# What you need to do
Print the lines below word for word.

# Record excerpts
--- START ---
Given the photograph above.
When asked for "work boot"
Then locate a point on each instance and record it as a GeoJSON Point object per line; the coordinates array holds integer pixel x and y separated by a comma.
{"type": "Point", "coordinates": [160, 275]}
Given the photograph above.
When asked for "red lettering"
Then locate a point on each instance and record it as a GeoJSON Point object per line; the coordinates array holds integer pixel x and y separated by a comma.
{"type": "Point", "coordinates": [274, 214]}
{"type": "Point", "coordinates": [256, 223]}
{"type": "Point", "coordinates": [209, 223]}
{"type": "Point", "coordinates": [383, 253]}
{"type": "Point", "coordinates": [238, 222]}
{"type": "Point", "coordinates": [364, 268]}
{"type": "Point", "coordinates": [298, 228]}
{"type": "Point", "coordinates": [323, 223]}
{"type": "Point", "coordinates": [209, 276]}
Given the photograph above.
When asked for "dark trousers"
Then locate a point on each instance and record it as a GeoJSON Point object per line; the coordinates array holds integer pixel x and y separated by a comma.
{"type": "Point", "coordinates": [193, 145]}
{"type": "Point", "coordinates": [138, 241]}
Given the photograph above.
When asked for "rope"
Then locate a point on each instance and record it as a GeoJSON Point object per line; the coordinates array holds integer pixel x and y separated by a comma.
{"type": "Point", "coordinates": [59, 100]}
--- END ---
# Answer to the problem
Given the photograph above.
When asked for "work boot"
Then locate a point on each instance and record it as a GeoJSON Point object per line; the coordinates array holds integer pixel x and y separated by a comma.
{"type": "Point", "coordinates": [160, 275]}
Given the photograph above.
When asked for "red lettering"
Then locate a point on each instance and record it as a GeoJSON Point object per line; the coordinates array holds integer pixel x and y separated by a comma.
{"type": "Point", "coordinates": [274, 214]}
{"type": "Point", "coordinates": [256, 223]}
{"type": "Point", "coordinates": [209, 223]}
{"type": "Point", "coordinates": [383, 253]}
{"type": "Point", "coordinates": [238, 222]}
{"type": "Point", "coordinates": [364, 268]}
{"type": "Point", "coordinates": [298, 228]}
{"type": "Point", "coordinates": [323, 223]}
{"type": "Point", "coordinates": [209, 276]}
Given the photograph above.
When asked for "dark trousers"
Then locate a point on each instance and record it as a GeoJSON Point object per line; the coordinates array holds integer pixel x and y separated by a comma.
{"type": "Point", "coordinates": [193, 145]}
{"type": "Point", "coordinates": [138, 241]}
Given the photograph above.
When asked for "rope"
Then locate a point on each instance and record it as a GeoJSON Point object per line; the coordinates array holds integer pixel x and y separated by a comma.
{"type": "Point", "coordinates": [59, 100]}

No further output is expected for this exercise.